Provided passage:
2010 Progress Report: Characterization and Source Apportionment

EPA Grant Number: R832415C001
Subproject: this is subproject number 001 , established and managed by the Center Director under grant R832415
(EPA does not fund or establish subprojects; EPA awards and manages the overall grant for this center).

Center: Rochester PM Center
Center Director: Oberdörster, Günter
Title: Characterization and Source Apportionment
Investigators: Hopke, Philip K. , Gelein, Robert , Prather, Kimberly A.
Institution: Clarkson University , University of California - San Diego , University of Rochester
EPA Project Officer: Chung, Serena
Project Period: October 1, 2005 through September 30, 2010 (Extended to September 30, 2012)

Directions:
(1) In the progress report, to what date was the project period extended?
(2) From the progress report, transcribe the stretch from "2010 Progress Report: Characterization" through "Prather, Kimberly A.".

Given information:
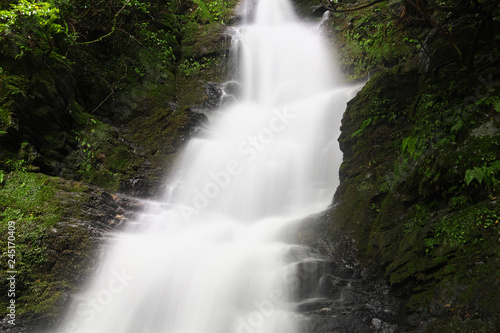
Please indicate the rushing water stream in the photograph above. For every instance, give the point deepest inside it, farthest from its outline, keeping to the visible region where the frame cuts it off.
(210, 258)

Complete answers:
(1) The project period was extended to September 30, 2012.

(2)
2010 Progress Report: Characterization and Source Apportionment

EPA Grant Number: R832415C001
Subproject: this is subproject number 001 , established and managed by the Center Director under grant R832415
(EPA does not fund or establish subprojects; EPA awards and manages the overall grant for this center).

Center: Rochester PM Center
Center Director: Oberdörster, Günter
Title: Characterization and Source Apportionment
Investigators: Hopke, Philip K. , Gelein, Robert , Prather, Kimberly A.